• READING PASSAGE:
..............................

This is the Day

17 03 2014

Mel at work 2
I knew this day would come—it was inevitable. And our tears are there to bear witness.

One year ago today was a beautiful Sunday. Spring was bursting out all over the yard, coaxed by warm temperatures and bright sunshine. Mel and I attended our church that morning, thinking ahead to Easter Sunday coming in two weeks. We were sure a season of promise and new beginnings was finally upon us.

It didn’t turn out that way. Who would ever have thought that the unthinkable would happen on such a perfect day.

Everything’s different this year. This day, this wintery day after the longest, harshest winter in many years, is the total opposite. Snow has coated the earth for months, unrelenting cold causing furnaces to run constantly, and we are all weary of shoveling snow day after day after day. But that’s not the biggest difference.

This is the day my family and I and our close friends will never be able to erase from our memories. One year ago today, at about 3:20 in the afternoon, my husband was ushered through the gates of heaven by God’s angels. By the time we knew this, he had already spent over an hour in his eternal home, rejoicing and worshiping with all those who had gone before him.

The pain of that loss, so fresh and unfathomable then, is still fresh, still incomprehensible. We don’t understand, nor do we want it to be true. We don’t want to celebrate this day, the anniversary of his home-going, because it means we no longer have him here. The joy of knowing he is with his Father, his Lord, can’t begin to erase the hurt in our hearts, nor can it fill the hole in our lives. Our reality is that he is gone, never coming back, never here again to celebrate all the wonderful occasions through years to come. And it’s just not fair.

Sure, we have our faith. I doubt I could have made it through this year without it. But here’s the reality—he’s still gone. The comfort of knowing where he is can’t negate the fact that we no longer have him here. So what do we do with that? How do we face another year knowing Mel won’t be part of any of it?

..............................

• REQUESTS:
A. Print the section of the anniversary post that begins with the words containing "Everything’s different this" and ends with "gone before him.".
B. According to the anniversary post, at what time of day did Mel's death occur one year earlier?
C. In the anniversary post, why does the family not want to celebrate the anniversary of Mel's home-going?

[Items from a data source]
..............................

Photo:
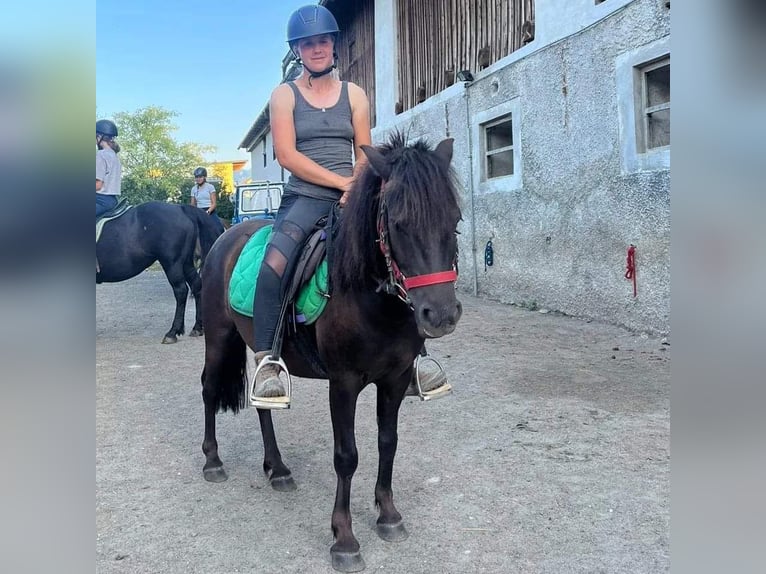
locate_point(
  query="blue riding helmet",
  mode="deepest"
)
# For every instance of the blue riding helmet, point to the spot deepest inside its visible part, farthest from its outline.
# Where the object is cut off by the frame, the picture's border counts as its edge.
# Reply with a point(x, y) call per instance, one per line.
point(106, 128)
point(311, 20)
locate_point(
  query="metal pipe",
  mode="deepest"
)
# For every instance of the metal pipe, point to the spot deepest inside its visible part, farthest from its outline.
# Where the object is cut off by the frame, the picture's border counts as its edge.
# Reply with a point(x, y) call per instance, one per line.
point(471, 187)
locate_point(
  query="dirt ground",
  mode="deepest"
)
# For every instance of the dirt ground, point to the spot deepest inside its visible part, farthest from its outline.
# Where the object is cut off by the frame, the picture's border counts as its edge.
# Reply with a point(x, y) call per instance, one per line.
point(552, 455)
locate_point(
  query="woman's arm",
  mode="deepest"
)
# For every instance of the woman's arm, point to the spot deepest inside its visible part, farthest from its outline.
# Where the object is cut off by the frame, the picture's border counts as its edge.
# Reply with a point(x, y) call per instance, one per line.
point(281, 108)
point(360, 119)
point(213, 201)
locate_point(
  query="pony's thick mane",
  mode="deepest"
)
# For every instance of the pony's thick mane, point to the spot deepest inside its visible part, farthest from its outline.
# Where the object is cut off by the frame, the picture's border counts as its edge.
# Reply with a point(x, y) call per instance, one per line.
point(420, 193)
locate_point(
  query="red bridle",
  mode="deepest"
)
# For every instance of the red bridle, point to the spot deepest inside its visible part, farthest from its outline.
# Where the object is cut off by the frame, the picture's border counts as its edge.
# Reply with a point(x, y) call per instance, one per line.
point(397, 284)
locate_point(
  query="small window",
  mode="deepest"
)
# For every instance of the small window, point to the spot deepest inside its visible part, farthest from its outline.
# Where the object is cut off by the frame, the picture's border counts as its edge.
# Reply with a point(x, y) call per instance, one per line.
point(655, 106)
point(498, 139)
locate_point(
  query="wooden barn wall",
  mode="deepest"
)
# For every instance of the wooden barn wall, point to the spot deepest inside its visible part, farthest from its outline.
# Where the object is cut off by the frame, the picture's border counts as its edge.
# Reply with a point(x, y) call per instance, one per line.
point(438, 38)
point(356, 45)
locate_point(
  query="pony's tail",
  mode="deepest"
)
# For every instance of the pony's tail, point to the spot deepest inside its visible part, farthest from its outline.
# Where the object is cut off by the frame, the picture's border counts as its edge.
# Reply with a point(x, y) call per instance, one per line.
point(224, 381)
point(207, 231)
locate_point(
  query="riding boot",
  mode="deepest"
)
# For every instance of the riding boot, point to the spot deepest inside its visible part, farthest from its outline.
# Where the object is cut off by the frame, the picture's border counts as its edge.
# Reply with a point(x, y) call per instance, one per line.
point(267, 381)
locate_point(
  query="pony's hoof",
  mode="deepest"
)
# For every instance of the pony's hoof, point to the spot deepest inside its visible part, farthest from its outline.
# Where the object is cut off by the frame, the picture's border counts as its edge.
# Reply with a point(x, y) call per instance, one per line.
point(215, 474)
point(283, 483)
point(392, 532)
point(347, 561)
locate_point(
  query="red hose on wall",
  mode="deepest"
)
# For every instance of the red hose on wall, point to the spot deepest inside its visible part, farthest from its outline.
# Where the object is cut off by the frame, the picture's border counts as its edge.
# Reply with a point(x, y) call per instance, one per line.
point(631, 267)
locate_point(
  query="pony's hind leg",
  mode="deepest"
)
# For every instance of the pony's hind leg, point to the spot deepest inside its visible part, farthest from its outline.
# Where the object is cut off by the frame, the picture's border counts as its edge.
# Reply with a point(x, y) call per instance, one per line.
point(223, 388)
point(195, 286)
point(279, 475)
point(389, 525)
point(175, 275)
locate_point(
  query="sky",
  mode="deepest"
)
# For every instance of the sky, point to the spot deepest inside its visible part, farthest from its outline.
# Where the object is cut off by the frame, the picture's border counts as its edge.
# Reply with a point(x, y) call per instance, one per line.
point(214, 62)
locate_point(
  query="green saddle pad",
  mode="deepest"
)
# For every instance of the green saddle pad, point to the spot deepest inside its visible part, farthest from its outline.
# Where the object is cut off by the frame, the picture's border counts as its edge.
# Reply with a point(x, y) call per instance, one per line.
point(310, 302)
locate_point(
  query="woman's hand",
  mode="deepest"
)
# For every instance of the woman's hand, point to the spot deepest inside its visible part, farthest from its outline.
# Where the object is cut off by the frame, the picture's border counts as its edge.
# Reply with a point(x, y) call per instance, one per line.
point(345, 188)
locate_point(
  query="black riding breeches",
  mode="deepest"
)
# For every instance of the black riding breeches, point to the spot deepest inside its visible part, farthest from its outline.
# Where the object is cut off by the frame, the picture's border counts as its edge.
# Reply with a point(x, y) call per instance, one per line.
point(295, 220)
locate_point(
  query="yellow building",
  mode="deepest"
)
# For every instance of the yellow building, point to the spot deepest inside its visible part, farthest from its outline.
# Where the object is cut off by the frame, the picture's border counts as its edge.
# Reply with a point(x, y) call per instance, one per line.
point(224, 171)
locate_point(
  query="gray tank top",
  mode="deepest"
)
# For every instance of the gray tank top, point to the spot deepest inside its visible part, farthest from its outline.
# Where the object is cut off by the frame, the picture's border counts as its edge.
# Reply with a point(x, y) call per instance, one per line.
point(324, 135)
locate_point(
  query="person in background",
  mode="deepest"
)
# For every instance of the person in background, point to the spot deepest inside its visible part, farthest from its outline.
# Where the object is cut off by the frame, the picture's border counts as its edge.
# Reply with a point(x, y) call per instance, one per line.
point(204, 196)
point(108, 167)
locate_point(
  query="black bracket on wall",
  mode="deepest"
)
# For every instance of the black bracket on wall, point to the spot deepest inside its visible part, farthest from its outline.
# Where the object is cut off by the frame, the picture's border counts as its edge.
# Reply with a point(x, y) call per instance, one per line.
point(489, 255)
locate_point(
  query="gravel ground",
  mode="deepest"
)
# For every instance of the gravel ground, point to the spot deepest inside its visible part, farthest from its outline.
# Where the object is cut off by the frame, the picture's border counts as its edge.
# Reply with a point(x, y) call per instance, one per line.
point(552, 455)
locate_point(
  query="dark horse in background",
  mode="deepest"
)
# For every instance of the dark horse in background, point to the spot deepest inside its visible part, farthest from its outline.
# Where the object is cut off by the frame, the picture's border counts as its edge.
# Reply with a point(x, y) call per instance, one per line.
point(392, 287)
point(164, 232)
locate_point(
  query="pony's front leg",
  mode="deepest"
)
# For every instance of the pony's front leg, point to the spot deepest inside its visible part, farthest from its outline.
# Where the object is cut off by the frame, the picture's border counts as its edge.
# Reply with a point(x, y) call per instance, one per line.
point(345, 552)
point(279, 475)
point(389, 525)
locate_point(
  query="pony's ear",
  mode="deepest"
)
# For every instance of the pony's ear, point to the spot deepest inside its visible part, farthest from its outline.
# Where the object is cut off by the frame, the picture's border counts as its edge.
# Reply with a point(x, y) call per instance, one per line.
point(444, 150)
point(377, 161)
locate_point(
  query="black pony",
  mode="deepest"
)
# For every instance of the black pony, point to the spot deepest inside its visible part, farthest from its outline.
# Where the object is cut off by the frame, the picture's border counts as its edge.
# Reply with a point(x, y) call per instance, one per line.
point(164, 232)
point(392, 286)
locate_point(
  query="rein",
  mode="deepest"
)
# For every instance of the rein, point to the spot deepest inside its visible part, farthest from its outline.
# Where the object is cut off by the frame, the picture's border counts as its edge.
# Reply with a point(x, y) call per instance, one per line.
point(397, 283)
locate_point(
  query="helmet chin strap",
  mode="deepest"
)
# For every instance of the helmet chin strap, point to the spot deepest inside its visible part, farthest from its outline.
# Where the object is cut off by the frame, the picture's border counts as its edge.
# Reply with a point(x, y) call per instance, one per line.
point(313, 75)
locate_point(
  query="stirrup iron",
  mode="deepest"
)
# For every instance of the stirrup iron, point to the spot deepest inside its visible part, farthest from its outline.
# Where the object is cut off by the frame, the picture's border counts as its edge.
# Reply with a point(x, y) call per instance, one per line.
point(438, 392)
point(282, 402)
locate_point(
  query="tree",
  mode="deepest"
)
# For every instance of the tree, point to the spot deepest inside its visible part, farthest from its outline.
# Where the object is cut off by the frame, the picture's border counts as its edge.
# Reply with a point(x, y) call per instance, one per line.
point(155, 165)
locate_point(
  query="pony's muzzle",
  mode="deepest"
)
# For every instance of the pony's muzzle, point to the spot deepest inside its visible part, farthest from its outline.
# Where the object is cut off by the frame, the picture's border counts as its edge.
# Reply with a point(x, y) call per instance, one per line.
point(437, 320)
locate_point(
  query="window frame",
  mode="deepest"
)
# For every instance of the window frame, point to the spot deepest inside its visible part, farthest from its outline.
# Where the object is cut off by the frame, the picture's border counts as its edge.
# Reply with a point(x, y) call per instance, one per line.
point(487, 152)
point(630, 70)
point(646, 110)
point(480, 121)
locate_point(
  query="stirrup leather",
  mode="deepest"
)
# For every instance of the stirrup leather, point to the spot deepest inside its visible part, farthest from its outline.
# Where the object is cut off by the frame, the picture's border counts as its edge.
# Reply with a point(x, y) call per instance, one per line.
point(438, 392)
point(282, 402)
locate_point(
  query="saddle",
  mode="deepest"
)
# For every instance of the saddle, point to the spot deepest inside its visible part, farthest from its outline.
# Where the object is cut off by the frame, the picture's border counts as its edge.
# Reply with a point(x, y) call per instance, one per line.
point(118, 210)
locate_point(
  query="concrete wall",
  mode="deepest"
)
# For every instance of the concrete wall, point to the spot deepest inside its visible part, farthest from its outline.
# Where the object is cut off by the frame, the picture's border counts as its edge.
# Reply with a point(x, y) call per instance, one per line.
point(562, 225)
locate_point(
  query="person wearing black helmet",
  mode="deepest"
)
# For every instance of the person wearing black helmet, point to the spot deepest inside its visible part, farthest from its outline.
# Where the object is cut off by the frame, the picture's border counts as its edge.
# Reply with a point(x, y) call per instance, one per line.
point(318, 124)
point(108, 167)
point(204, 195)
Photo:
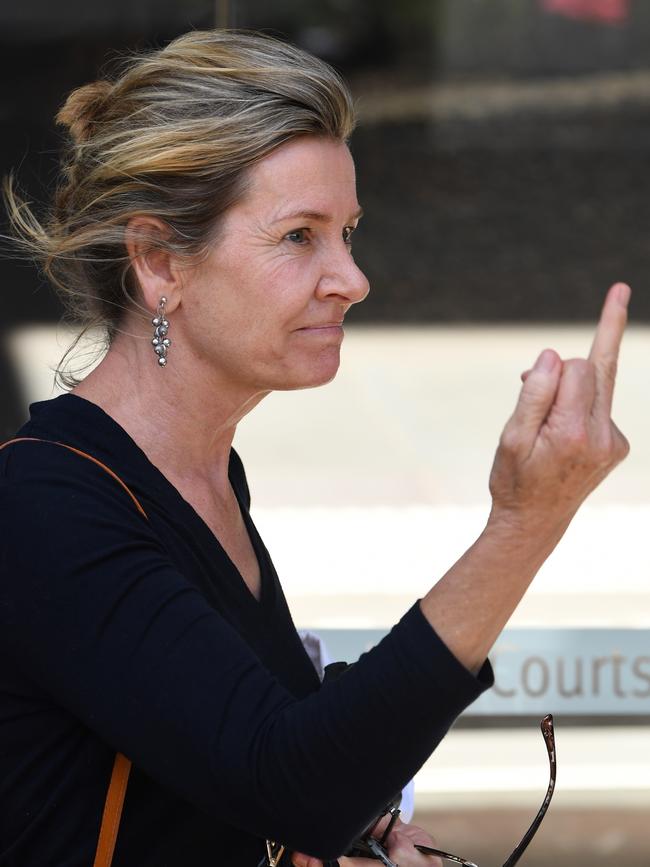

..............................

• FINAL RESULTS:
A.
Everything’s different this year. This day, this wintery day after the longest, harshest winter in many years, is the total opposite. Snow has coated the earth for months, unrelenting cold causing furnaces to run constantly, and we are all weary of shoveling snow day after day after day. But that’s not the biggest difference.

This is the day my family and I and our close friends will never be able to erase from our memories. One year ago today, at about 3:20 in the afternoon, my husband was ushered through the gates of heaven by God’s angels. By the time we knew this, he had already spent over an hour in his eternal home, rejoicing and worshiping with all those who had gone before him.

B. At about 3:20 in the afternoon.

C. Celebrating the day would mean accepting that they no longer have him here with them. The joy of knowing he is with his Lord cannot erase the hurt in their hearts or fill the hole in their lives.